** MATERIALS PROVIDED **
■ ■ ■ ■ ■ ■ ■
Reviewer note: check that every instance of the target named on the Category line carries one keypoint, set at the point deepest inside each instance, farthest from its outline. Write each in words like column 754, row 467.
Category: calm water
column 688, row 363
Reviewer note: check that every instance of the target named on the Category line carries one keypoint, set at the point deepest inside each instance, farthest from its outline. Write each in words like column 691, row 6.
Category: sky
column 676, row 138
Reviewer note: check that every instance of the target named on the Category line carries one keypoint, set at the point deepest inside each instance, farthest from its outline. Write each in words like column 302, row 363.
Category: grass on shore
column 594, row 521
■ ■ ■ ■ ■ ■ ■
Rewrite all the records above, substituting "Class" for every occurrence of "Category" and leaving everything else unchanged.

** TASK ANSWER **
Reviewer note: check that every instance of the target named on the Class line carries one keypoint, set at the point deepest inside each instance, farthest from its outline. Write each in words like column 754, row 467.
Class: calm water
column 688, row 363
Reviewer note: check that every instance of the target named on the Class line carries one keypoint, set at the point deepest inside each instance, farthest from its outline. Write each in words like column 691, row 6.
Class: sky
column 676, row 138
Reviewer note: check that every instance of the target named on the Class line carries one keypoint, set at the point deepest inside each instance, farthest from its outline. Write each in words like column 302, row 363.
Class: grass on shore
column 594, row 521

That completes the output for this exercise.